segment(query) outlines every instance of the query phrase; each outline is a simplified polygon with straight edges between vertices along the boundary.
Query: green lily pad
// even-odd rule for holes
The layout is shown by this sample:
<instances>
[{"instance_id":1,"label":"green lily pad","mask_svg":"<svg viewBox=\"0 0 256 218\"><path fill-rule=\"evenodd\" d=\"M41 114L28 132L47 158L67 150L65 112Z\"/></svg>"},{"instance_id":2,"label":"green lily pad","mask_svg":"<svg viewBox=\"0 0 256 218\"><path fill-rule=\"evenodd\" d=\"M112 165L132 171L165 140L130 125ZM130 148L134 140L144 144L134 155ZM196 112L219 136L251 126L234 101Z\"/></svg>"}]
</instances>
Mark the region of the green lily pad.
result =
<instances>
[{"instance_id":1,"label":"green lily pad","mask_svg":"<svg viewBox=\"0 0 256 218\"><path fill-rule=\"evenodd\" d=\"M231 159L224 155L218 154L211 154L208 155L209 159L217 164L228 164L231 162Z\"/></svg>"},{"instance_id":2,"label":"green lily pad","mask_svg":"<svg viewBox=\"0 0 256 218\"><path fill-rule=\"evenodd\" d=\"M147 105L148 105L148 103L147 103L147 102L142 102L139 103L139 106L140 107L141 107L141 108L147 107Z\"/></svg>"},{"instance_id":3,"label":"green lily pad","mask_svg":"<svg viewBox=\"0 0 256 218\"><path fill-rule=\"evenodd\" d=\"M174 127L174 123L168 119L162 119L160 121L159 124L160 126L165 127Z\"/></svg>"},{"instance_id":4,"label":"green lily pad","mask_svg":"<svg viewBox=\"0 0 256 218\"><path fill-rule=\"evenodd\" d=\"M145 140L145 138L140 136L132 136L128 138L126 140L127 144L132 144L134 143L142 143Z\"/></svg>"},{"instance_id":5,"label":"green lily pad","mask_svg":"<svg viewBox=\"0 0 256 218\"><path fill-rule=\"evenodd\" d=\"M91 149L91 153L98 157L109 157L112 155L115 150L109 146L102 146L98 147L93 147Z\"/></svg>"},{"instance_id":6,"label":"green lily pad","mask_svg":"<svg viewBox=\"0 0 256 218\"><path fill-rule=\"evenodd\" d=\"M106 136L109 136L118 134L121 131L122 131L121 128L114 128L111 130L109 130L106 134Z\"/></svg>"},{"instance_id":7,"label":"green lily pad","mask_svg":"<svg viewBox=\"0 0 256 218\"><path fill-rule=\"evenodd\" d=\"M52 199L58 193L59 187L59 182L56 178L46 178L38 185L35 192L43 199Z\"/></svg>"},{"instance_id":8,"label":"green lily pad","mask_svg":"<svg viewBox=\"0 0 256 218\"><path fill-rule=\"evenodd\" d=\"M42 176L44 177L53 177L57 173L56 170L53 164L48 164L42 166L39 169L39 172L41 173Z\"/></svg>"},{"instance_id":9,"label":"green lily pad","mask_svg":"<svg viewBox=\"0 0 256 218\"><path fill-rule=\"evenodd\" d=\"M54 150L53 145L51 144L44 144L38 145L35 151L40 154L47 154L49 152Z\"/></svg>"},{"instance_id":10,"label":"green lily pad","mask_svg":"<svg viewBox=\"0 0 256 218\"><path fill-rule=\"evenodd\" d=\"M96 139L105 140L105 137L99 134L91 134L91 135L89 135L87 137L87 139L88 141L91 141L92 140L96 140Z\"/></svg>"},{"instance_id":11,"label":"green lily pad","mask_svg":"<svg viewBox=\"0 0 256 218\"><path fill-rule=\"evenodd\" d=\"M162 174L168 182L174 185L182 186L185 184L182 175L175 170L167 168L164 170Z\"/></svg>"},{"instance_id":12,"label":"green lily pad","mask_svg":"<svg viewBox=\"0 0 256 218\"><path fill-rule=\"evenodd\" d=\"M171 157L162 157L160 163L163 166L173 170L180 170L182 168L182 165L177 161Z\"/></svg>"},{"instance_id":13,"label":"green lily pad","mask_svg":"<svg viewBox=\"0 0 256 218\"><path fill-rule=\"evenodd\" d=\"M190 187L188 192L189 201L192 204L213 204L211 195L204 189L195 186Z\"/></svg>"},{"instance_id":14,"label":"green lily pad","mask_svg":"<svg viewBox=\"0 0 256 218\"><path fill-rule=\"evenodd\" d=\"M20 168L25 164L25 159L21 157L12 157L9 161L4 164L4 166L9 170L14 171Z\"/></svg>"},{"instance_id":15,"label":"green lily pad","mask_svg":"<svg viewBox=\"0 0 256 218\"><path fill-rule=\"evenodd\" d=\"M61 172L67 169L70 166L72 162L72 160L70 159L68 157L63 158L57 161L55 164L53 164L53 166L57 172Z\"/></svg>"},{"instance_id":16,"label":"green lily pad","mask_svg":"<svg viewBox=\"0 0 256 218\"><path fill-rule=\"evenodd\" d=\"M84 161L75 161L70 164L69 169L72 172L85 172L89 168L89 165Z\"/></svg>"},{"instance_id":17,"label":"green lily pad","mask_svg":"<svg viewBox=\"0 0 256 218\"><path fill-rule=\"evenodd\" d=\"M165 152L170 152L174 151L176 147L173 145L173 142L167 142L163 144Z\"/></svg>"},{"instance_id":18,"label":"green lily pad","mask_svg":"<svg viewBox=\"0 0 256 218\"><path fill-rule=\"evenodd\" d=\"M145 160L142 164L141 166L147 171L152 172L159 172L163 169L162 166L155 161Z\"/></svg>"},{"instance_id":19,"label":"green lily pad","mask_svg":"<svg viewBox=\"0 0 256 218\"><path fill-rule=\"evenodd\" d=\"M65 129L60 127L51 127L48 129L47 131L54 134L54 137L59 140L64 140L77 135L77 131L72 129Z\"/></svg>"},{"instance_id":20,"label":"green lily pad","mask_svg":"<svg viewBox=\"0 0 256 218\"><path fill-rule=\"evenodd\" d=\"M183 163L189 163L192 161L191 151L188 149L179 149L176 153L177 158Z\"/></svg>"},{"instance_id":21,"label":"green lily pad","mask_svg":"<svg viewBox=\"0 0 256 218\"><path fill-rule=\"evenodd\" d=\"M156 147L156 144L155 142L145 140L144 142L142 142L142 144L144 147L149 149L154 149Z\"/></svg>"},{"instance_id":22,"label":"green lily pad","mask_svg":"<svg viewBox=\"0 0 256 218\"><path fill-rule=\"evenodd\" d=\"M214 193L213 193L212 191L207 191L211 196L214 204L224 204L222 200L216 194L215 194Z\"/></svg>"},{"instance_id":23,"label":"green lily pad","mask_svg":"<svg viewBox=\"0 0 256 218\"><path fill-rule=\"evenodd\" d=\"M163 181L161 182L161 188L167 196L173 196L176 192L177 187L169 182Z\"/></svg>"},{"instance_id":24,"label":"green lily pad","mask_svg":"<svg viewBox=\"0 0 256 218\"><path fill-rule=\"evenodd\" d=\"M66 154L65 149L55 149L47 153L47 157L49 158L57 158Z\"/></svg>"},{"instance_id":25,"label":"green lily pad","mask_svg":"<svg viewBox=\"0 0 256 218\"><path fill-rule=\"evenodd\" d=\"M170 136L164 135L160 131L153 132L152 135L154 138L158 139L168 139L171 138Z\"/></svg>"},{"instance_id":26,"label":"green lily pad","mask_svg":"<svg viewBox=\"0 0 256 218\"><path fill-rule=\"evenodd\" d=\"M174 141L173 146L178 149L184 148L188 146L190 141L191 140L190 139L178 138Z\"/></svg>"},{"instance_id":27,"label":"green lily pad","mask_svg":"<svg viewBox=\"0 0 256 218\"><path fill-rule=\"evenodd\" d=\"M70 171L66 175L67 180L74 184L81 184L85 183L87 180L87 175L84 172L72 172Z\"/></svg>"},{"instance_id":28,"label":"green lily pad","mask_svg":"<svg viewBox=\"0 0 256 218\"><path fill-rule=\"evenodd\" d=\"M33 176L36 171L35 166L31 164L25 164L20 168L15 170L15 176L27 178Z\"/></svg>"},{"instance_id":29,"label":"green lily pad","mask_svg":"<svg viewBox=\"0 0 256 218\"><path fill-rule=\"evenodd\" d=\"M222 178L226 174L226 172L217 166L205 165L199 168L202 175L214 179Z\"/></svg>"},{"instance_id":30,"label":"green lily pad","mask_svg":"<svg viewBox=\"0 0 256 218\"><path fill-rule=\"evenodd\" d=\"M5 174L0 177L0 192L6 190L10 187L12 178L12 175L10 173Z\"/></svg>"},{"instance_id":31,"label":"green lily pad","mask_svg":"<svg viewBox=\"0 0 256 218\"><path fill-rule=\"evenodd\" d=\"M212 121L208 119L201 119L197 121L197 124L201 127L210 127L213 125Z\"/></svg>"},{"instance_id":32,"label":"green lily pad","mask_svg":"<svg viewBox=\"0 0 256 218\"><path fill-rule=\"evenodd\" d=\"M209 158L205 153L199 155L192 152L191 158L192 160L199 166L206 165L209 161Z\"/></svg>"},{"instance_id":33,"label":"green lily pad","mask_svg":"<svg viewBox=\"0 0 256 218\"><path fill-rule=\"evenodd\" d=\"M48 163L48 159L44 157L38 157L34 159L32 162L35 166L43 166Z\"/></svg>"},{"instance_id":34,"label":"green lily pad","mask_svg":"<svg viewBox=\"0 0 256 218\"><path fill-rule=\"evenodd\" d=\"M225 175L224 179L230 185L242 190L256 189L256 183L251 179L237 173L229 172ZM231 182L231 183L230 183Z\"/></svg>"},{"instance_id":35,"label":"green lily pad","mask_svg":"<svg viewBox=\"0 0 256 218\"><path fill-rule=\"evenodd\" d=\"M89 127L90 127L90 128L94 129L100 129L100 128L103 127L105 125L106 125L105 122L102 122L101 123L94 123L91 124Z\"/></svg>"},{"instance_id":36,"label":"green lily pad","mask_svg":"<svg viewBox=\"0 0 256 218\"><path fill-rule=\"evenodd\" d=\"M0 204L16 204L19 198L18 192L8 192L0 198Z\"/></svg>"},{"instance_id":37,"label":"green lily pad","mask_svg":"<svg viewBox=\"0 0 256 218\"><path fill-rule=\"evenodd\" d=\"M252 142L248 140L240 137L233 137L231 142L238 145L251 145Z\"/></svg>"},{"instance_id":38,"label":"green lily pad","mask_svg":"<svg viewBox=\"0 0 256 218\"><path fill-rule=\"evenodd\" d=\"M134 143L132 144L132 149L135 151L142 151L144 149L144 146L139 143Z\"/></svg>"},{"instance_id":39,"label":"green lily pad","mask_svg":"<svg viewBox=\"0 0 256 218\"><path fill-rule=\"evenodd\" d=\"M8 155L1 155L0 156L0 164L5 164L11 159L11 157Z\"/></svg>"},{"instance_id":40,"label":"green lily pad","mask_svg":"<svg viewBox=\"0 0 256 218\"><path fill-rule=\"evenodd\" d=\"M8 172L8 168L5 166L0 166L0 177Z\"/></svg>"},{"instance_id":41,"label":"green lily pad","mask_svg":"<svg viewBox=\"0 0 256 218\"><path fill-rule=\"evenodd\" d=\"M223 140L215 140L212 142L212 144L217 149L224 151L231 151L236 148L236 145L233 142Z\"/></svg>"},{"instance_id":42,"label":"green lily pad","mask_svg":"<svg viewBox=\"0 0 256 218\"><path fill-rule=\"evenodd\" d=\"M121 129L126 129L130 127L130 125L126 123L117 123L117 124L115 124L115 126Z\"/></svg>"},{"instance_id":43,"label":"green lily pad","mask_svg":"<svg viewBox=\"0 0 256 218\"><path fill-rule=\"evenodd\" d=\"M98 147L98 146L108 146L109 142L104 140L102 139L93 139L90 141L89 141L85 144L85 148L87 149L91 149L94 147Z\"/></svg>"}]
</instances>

################

What is needed =
Can you swap "simplified" for "reduced" in the lines from the first line through the line with "Mark the region of the green lily pad.", leaving all else unchanged, and give back only those lines?

Response =
segment(query) outlines every instance of the query phrase; each outline is a reduced polygon with straight edges between vertices along the boundary.
Query: green lily pad
// even-odd rule for holes
The layout is shown by this sample:
<instances>
[{"instance_id":1,"label":"green lily pad","mask_svg":"<svg viewBox=\"0 0 256 218\"><path fill-rule=\"evenodd\" d=\"M41 114L28 132L47 158L67 150L65 112Z\"/></svg>"},{"instance_id":2,"label":"green lily pad","mask_svg":"<svg viewBox=\"0 0 256 218\"><path fill-rule=\"evenodd\" d=\"M112 165L132 171L165 140L130 125ZM130 148L134 140L144 144L134 155ZM196 112L219 136L251 126L234 101Z\"/></svg>"}]
</instances>
Mark the region of the green lily pad.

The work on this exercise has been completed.